Stadtzeitung „Scheinschlag“ wird zehn. Autoren bedanken sich mit einer Jubiläumsausgabe

von UWE RADA

Wie fühlt es sich eigentlich an, dieses Berlin? Wie riecht es, wie schmeckt es, wo und zu welcher Zeit?

Berlin-Bilder zu generieren ist eine der Lieblingsbeschäftigungen Berliner Medien. Die Berliner Zeitung zum Beispiel war lange Zeit das publizistische Schlachtschiff des Senatsbaudirektors, im Tagesspiegel konnte man Altachtunsechziger beim Konvertitentum in Richtung Nouvelle Cuisine à la Borchardts beobachten, und in den „Berliner Seiten“ der FAZ paaren sich gediegene Bildungsbürgertumsschreibe und angriffslustiger Journalismus wider die Diktatur des sozialdemokratischen Geschmäcklertums aufs trefflichste. Während Berlin hier wahlweise nach Eintopf, Hausmannskost oder, im Fall der „Berliner Seiten“, bunten Salatvariationen schmeckt, kann der Scheinschlag von sich behaupten, einen ganz eigenen Ton, eine Art journalistischen Berlin-Blues geschaffen zu haben.

######

* **Aufgabe**: Führe den Artikel über die Stadtzeitung „Scheinschlag“ bitte von der Stelle aus weiter, an der er aufhört. Die Datensätze sind eigenständiges Material und gehören nicht zum Artikel über die Stadtzeitung „Scheinschlag“.

* **Material**:
######

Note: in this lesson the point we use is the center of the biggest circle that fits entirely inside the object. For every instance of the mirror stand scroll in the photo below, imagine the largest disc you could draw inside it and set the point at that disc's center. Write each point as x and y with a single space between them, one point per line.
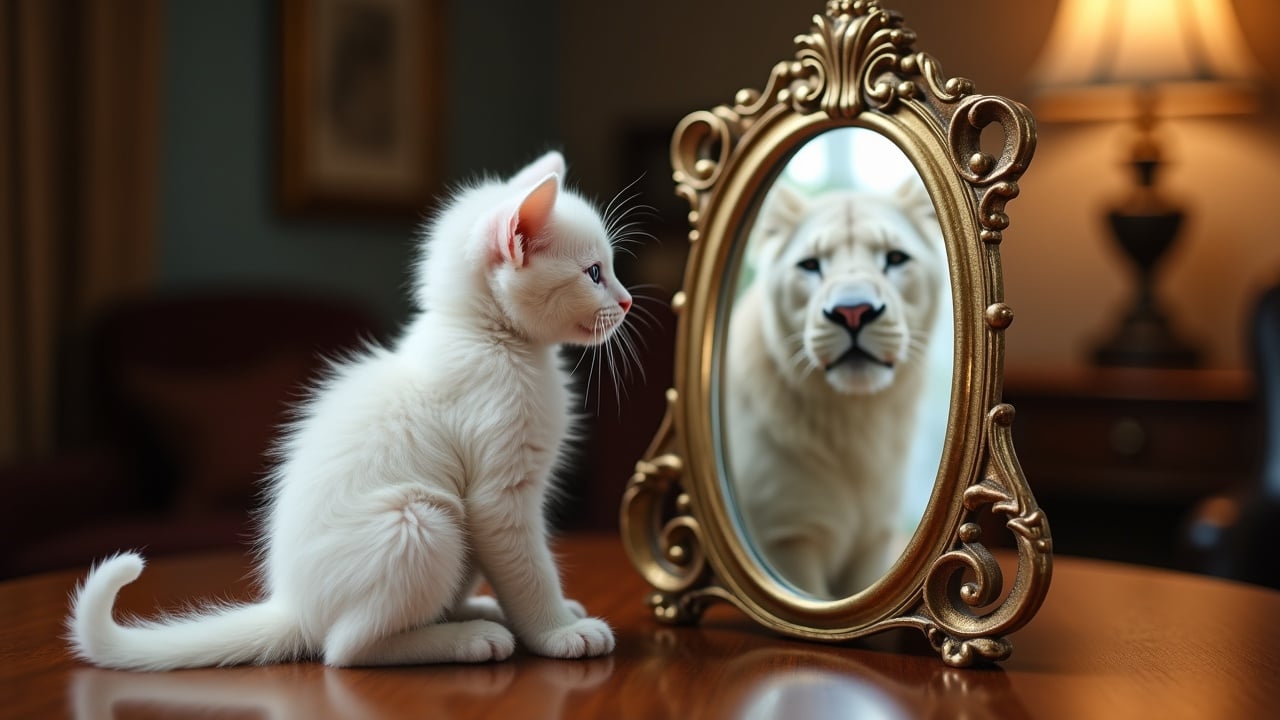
682 515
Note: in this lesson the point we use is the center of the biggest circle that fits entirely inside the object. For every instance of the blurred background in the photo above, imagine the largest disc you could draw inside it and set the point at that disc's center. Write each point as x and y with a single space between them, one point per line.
190 215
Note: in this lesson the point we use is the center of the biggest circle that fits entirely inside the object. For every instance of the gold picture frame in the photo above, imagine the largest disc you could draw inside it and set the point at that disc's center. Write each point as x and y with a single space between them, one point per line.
855 68
360 124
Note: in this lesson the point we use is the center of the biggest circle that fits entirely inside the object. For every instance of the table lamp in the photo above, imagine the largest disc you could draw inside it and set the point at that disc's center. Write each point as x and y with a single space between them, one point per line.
1141 62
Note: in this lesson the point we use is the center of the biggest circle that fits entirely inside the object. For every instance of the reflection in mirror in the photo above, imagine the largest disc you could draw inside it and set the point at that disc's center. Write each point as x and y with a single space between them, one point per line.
837 364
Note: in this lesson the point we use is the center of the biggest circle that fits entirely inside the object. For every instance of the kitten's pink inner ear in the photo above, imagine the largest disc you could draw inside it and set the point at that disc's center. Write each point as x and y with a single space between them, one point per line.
525 229
549 164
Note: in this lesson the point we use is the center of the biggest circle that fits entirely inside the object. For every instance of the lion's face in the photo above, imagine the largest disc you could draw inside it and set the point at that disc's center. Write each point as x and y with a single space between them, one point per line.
853 283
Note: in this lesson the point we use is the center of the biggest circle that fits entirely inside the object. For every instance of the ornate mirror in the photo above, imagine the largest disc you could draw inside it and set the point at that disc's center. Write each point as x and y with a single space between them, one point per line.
836 458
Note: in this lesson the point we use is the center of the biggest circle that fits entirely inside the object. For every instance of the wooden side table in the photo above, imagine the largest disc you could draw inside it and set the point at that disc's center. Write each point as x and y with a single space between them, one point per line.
1119 456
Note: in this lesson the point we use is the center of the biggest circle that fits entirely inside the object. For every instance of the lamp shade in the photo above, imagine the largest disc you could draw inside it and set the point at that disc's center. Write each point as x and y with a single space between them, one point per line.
1187 57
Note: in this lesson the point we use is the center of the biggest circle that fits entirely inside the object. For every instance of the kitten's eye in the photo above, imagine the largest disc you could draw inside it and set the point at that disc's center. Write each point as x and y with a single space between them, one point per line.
895 258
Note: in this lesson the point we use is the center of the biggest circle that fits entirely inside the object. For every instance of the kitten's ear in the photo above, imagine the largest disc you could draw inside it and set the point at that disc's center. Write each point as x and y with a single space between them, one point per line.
549 164
519 231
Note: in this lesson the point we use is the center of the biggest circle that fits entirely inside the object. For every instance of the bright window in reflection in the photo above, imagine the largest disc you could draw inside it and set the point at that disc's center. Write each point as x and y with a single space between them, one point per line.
849 158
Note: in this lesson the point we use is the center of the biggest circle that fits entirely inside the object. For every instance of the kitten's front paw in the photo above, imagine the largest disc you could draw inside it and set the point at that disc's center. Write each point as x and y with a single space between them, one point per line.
478 607
586 637
484 642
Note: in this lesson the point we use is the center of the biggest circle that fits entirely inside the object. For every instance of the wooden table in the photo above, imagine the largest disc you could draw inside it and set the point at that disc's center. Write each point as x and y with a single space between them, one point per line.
1111 641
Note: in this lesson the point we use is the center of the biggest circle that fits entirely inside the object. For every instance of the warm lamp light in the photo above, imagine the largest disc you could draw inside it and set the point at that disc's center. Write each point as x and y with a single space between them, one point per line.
1141 60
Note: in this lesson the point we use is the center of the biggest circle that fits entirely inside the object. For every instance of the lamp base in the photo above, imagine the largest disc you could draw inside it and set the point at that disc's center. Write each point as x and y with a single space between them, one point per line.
1144 340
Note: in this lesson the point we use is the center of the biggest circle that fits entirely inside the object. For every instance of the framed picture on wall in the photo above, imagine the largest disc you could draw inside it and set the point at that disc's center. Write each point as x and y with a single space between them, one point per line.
359 132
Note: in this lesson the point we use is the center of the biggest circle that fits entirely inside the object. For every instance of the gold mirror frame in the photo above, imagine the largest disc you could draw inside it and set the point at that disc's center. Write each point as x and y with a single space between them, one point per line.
855 68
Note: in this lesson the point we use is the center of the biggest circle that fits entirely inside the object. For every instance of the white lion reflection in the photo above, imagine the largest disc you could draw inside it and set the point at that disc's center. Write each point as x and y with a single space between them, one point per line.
824 374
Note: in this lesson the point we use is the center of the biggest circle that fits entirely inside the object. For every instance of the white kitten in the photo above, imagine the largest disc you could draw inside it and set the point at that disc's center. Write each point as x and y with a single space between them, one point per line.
416 469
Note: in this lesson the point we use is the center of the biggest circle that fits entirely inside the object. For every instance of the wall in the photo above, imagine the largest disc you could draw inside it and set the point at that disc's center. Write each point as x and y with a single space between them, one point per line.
218 220
626 65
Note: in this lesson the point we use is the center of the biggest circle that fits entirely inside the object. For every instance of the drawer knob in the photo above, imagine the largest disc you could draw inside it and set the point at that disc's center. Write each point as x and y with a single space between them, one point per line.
1127 437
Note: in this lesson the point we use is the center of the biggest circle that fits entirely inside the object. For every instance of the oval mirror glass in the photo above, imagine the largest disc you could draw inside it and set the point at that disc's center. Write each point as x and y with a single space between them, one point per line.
836 368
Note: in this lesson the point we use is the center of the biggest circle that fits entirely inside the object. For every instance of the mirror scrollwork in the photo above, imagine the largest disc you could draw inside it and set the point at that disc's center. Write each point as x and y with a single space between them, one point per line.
858 285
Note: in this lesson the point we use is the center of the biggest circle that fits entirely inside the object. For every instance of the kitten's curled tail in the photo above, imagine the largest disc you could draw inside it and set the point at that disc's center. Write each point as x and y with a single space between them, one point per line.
229 634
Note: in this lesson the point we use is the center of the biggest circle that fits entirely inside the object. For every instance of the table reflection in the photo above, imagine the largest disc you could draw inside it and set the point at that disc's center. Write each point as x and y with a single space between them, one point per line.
315 692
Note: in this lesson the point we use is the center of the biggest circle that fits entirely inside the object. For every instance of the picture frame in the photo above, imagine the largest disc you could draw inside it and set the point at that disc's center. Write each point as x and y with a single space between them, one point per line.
360 81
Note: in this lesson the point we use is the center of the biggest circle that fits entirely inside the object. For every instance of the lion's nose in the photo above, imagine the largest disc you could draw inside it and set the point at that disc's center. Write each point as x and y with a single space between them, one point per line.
854 317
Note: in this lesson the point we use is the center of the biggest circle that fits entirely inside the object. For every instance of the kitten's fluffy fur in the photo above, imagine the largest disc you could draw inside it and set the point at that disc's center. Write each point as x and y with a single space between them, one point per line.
415 469
818 418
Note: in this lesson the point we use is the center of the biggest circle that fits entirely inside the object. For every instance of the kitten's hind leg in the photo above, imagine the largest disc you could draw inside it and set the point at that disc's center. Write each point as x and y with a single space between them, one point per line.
405 561
474 641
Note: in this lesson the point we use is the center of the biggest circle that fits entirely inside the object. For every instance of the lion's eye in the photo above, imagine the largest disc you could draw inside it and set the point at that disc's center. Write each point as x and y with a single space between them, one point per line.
809 265
895 258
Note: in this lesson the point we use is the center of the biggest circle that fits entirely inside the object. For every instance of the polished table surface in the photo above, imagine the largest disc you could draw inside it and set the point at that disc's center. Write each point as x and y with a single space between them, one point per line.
1111 641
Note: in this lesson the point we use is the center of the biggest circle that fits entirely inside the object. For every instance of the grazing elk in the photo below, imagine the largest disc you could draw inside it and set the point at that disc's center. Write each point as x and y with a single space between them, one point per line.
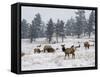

######

* **Antwort**:
1990 als Kiezzeitung für den Bezirk Mitte gegründet, hat der Scheinschlag nunmehr zehn Jahre Berliner Chaos, Hoffnungen, geplatzte Träume begleitet, hat den Umbau der Spandauer Vorstadt oder das Eigentümergebaren in der Rosenthaler Vorstadt beschrieben, bot Platz für die Kolumnen von Hans Duschke und Bov Bjerg sowie die ganze Literatenszene rund um die Ackerstraße. Der Scheinschlag ist ein Alternativprojekt geblieben, dessen Gründung und Existenz noch immer dem Enthusiasmus einiger weniger zu verdanken ist. Und weil das so ist, hat sich die Scheinschlag-Redaktion zum zehnjährigen Jubiläum nun zurückgelehnt und ihre Lieblingsautoren gebeten, eine Geburtstagsausgabe zu schreiben. Herausgekommen ist eine Art Geschmacksessenz der großen, weiten Stadt.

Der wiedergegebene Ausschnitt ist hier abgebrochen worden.